▶ INPUT DATA:
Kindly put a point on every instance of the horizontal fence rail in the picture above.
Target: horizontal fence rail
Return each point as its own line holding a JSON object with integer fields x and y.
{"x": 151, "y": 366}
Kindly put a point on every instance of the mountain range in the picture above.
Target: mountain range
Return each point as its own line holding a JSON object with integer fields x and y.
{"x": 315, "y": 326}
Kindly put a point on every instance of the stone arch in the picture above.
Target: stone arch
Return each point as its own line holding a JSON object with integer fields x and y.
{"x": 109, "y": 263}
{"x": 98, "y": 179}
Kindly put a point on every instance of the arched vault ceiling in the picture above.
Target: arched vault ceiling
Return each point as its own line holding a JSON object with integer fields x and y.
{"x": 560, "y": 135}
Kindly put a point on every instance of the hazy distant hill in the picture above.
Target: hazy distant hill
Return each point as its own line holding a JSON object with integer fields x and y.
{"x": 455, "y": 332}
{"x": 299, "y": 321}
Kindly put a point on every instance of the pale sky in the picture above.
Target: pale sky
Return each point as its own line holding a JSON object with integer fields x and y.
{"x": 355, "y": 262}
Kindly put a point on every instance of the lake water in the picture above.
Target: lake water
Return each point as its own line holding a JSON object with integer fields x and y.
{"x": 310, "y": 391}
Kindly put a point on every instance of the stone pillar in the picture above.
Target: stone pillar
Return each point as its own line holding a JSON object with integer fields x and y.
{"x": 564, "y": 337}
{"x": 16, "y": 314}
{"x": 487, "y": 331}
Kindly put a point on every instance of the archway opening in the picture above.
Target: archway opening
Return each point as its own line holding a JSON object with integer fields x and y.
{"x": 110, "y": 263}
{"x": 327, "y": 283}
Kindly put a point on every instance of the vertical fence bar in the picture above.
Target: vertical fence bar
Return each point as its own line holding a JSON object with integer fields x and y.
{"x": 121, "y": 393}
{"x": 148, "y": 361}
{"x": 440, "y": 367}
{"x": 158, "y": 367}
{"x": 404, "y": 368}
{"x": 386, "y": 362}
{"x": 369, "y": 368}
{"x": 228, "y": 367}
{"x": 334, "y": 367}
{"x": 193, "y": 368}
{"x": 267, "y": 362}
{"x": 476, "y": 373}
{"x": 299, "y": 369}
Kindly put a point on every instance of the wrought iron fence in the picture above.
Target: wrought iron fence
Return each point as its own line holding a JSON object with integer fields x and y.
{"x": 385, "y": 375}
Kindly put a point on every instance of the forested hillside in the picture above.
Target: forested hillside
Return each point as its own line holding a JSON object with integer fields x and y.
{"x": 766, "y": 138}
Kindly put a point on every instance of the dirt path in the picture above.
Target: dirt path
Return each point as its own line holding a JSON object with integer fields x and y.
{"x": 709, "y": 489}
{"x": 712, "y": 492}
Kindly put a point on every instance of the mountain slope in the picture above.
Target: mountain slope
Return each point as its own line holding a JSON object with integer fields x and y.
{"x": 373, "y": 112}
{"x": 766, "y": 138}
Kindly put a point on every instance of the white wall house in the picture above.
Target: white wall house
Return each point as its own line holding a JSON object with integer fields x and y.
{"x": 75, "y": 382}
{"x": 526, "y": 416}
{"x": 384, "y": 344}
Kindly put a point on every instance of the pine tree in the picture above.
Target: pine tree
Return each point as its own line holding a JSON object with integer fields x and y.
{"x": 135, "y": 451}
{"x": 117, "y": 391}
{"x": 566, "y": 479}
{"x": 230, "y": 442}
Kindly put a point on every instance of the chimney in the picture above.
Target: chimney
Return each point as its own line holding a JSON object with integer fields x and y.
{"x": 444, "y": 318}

▶ WHAT YOU SHOULD DO: Lay out every line of the items above as a Markdown table with the columns Row and Line, numbering the rows in order and leaving out blank lines.

▶ COMPLETED TASK:
| Row | Line |
|---|---|
| 1 | Kindly put a point on every instance of the horizontal fence rail in the picture above. |
| 2 | Target: horizontal fence rail |
| 3 | Return each point as its own line holding a JSON object with integer fields x and y. |
| 4 | {"x": 151, "y": 366} |
| 5 | Kindly put a point on every instance of the mountain range in the picture above. |
| 6 | Target: mountain range |
| 7 | Return each point as its own line holding a JSON object with integer fields x and y. |
| 8 | {"x": 315, "y": 326} |
| 9 | Kindly put a point on every instance of the stone arch in the picture above. |
| 10 | Target: stone arch |
| 11 | Return each point as its own line holding a JSON object with integer fields x and y. |
| 12 | {"x": 109, "y": 263} |
| 13 | {"x": 98, "y": 179} |
| 14 | Kindly put a point on every instance of the arched vault ceiling in the picture above. |
| 15 | Target: arched vault ceiling |
| 16 | Return each point as its own line holding a JSON object with integer fields x and y. |
| 17 | {"x": 560, "y": 135} |
| 18 | Kindly put a point on every instance of the hazy distant hill in the picture above. |
| 19 | Target: hazy distant hill |
| 20 | Return each point as its own line holding a JSON object with integer fields x and y. |
| 21 | {"x": 455, "y": 332} |
| 22 | {"x": 299, "y": 321} |
| 23 | Kindly put a point on every instance of the pale sky in the picture above. |
| 24 | Target: pale sky |
| 25 | Return each point as its own line holding a JSON object with integer fields x and y. |
| 26 | {"x": 355, "y": 262} |
| 27 | Kindly put a point on every instance of the lake water in the picture above. |
| 28 | Target: lake water |
| 29 | Return each point as its own line holding a JSON object with integer fields x and y. |
| 30 | {"x": 310, "y": 391} |
| 31 | Kindly put a point on every instance of the stone pillar in the picture above. |
| 32 | Target: stone pillar |
| 33 | Return each point as its own line holding a JSON object with integer fields x and y. |
| 34 | {"x": 564, "y": 337} |
| 35 | {"x": 16, "y": 314} |
| 36 | {"x": 487, "y": 331} |
| 37 | Kindly put a point on every instance of the archway opening in the picture above. |
| 38 | Target: archway opening |
| 39 | Return each point as its own line holding a JSON object with integer fields x and y. |
| 40 | {"x": 110, "y": 263} |
| 41 | {"x": 327, "y": 283} |
| 42 | Kindly put a point on every instance of the vertical fence bar in the picture above. |
| 43 | Target: vertical fence bar |
| 44 | Return each point as its own line holding a JSON object with integer fields x and y. |
| 45 | {"x": 121, "y": 393} |
| 46 | {"x": 148, "y": 361} |
| 47 | {"x": 440, "y": 367} |
| 48 | {"x": 158, "y": 367} |
| 49 | {"x": 404, "y": 368} |
| 50 | {"x": 386, "y": 362} |
| 51 | {"x": 369, "y": 368} |
| 52 | {"x": 228, "y": 367} |
| 53 | {"x": 334, "y": 367} |
| 54 | {"x": 193, "y": 368} |
| 55 | {"x": 267, "y": 362} |
| 56 | {"x": 476, "y": 373} |
| 57 | {"x": 299, "y": 369} |
| 58 | Kindly put a point on every instance of the wrought iron fence in the picture above. |
| 59 | Target: wrought iron fence |
| 60 | Return each point as its own line holding a JSON object with integer fields x and y. |
| 61 | {"x": 385, "y": 375} |
| 62 | Kindly put a point on every instance of the forested hillside in the picture above. |
| 63 | Target: forested hillside |
| 64 | Return each point as its own line holding a JSON object with integer fields x and y. |
| 65 | {"x": 766, "y": 138} |
| 66 | Kindly put a point on every instance of the dirt path in the picture above. |
| 67 | Target: dirt path |
| 68 | Return each point as its own line holding a JSON object with integer fields x and y. |
| 69 | {"x": 709, "y": 489} |
| 70 | {"x": 712, "y": 492} |
| 71 | Kindly put a point on every instance of the mountain slope in the picture above. |
| 72 | Target: mountain slope |
| 73 | Return each point as its own line holding a JSON object with integer fields x and y. |
| 74 | {"x": 373, "y": 112} |
| 75 | {"x": 766, "y": 138} |
| 76 | Kindly put a point on every instance of the white wall house in the picture above. |
| 77 | Target: white wall house |
| 78 | Return each point as its own line holding a JSON object with integer fields x and y. |
| 79 | {"x": 75, "y": 382} |
| 80 | {"x": 526, "y": 416} |
| 81 | {"x": 384, "y": 344} |
| 82 | Kindly put a point on every instance of the pine tree in the picture above. |
| 83 | Target: pine tree |
| 84 | Return each point as its own line holding a JSON object with integer fields x and y. |
| 85 | {"x": 135, "y": 451} |
| 86 | {"x": 117, "y": 391} |
| 87 | {"x": 566, "y": 479} |
| 88 | {"x": 230, "y": 442} |
| 89 | Kindly put a point on every instance of the chimney in the picture above. |
| 90 | Target: chimney |
| 91 | Return each point as its own line holding a JSON object with integer fields x and y. |
| 92 | {"x": 444, "y": 318} |